**Задание**: Согласно тексту о студийной системе Голливуда, в каком году в прокат вышел самый большой хит студии RKO Pictures?

Студийная система

Поделись знанием:
(перенаправлено с «Классический Голливуд»)
Перейти к: навигация, поиск

Студийная система — организационное устройство Голливуда в период его «золотого века», которое оставалось неизменным с 1928 года (создание RKO Pictures) до конца 1949 года (продажа кинотеатров студии Paramount).

В середине XX века 95 % американского кинорынка контролировали 8 кинотрестов. Доля студий-мейджоров «большой пятёрки» (MGM, Paramount, Fox, Warner Bros., RKO) колебалась от 22 % (MGM) до 9 % (RKO). Помимо собственно производства фильмов, студии занимались их дистрибуцией и владели крупными сетями кинотеатров.

В 1948-54 годах под нажимом государственных регуляторов эта система была ликвидирована, однако её пережитки сохранялись до середины 1960-х годов: довольно узкий круг производителей кинофильмов и ограничения на прокат, налагаемые кодексом Хейса. Только после отмены кодекса в 1967 году можно говорить о наступлении эпохи Нового Голливуда.





Основные черты

Основой студийной системы было наличие у каждой студии крупных производственных мощностей с постоянным персоналом. Режиссёры, актёры и другие кинематографисты заключали со студиями долгосрочные контракты и находились в их полном распоряжении. За отказ от исполнения контракта полагались солидные штрафы. Студия раскручивала «звезду» практически с нуля, зачастую придумывая ей новое имя и биографию (т. н. звёздный конвейер). Карьера киноактёров полностью зависела от капризов студийного руководства. Профессиональные награды, как правило, распределялись по неформальному соглашению крупнейших киномагнатов.

Другой составляющей коммерческого успеха была монополизация киностудиями сетей сбыта кинопродукции, то есть кинотеатров. Это позволяло манипулировать ценами на билеты. Владельцам независимых кинотеатров фильмы предлагались «пакетами» из пяти кинокартин, среди которых только одна была хитовой, а остальные шли «в нагрузку».

Иерархия студий

На протяжении всех 1930-х годов экономическим локомотивом киноиндустрии выступала студия Metro-Goldwyn-Mayer (MGM) во главе с Л. Б. Майером; за ней с заметным отставанием следовала компания Fox во главе с Д. Зануком (переименованная в 1935 г. в 20th Century Fox). В разгар Великой депрессии все студии, кроме MGM, показали убыток. После того, как MGM покинули продюсеры-новаторы Ирвинг Тальберг и Дэвид Селзник, компания перестала развиваться и сдала в 1942 г. пальму первенства студии Paramount Pictures.

Вслед за тремя этими гигантами следовали «середняки». Компания Warner Bros. вошла в число ведущих игроков после выпуска в 1927 г. первого звукового фильма «Певец джаза», положившего начало революционному переустройству голливудской индустрии. Для меньшей из пяти крупных студий, RKO Pictures, звёздный час наступил в 1933 году, когда в прокат вышел её самый большой хит, «Кинг-Конг».

Малые кинокомпании не могли похвастаться разветвлёнными сетями кинотеатров. В этом сегменте в 1930-е гг. наибольший успех сопутствовал компании Columbia Pictures, однако в 1940-е гг. её обошла по оборотам старейшая киностудия Америки, Universal Pictures, основанная ещё в 1909 году.

**Исходные данные**:
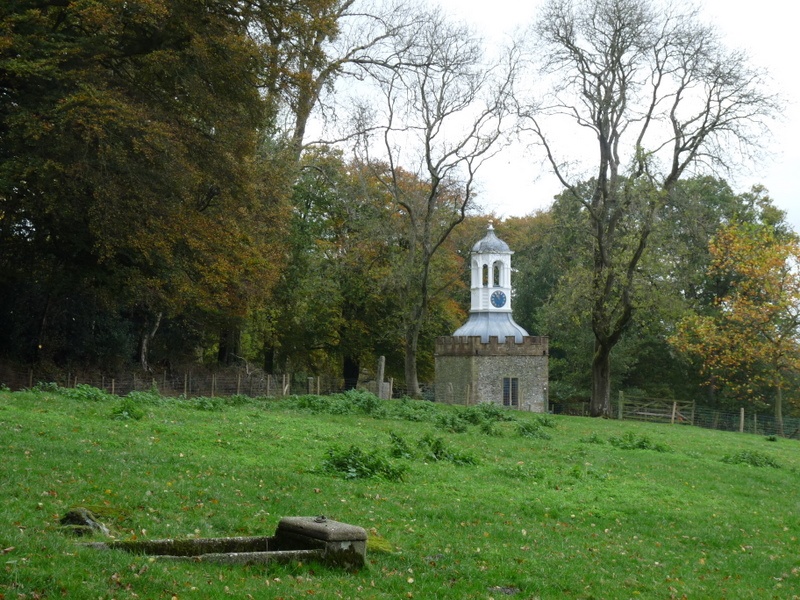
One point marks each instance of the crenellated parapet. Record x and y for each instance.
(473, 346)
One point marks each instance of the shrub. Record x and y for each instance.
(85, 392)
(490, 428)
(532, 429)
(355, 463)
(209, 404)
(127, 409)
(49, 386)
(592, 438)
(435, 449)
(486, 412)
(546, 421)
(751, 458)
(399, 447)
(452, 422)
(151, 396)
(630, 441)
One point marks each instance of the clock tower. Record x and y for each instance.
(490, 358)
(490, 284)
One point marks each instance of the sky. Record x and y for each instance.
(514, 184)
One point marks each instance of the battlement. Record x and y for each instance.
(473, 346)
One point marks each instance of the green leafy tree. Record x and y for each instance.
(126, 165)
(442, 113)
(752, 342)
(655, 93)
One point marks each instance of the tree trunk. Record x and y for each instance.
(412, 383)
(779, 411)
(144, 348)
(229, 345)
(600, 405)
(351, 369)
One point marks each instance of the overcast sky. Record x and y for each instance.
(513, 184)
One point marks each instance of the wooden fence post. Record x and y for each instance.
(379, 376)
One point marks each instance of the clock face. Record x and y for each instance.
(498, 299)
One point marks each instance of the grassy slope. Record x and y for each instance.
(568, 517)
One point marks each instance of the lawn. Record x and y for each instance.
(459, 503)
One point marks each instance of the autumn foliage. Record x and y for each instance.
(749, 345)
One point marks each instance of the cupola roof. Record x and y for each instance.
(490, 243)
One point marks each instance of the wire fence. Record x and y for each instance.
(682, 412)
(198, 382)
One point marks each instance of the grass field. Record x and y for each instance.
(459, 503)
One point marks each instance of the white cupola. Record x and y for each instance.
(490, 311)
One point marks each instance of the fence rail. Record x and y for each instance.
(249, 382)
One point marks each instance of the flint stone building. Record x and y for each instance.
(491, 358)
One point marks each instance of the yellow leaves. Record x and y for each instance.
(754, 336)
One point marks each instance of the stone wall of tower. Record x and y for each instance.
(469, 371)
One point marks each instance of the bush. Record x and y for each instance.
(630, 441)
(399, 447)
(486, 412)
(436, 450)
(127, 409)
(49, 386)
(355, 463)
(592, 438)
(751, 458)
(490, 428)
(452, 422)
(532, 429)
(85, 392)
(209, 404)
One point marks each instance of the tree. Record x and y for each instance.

**Ответ**: В 1933 году.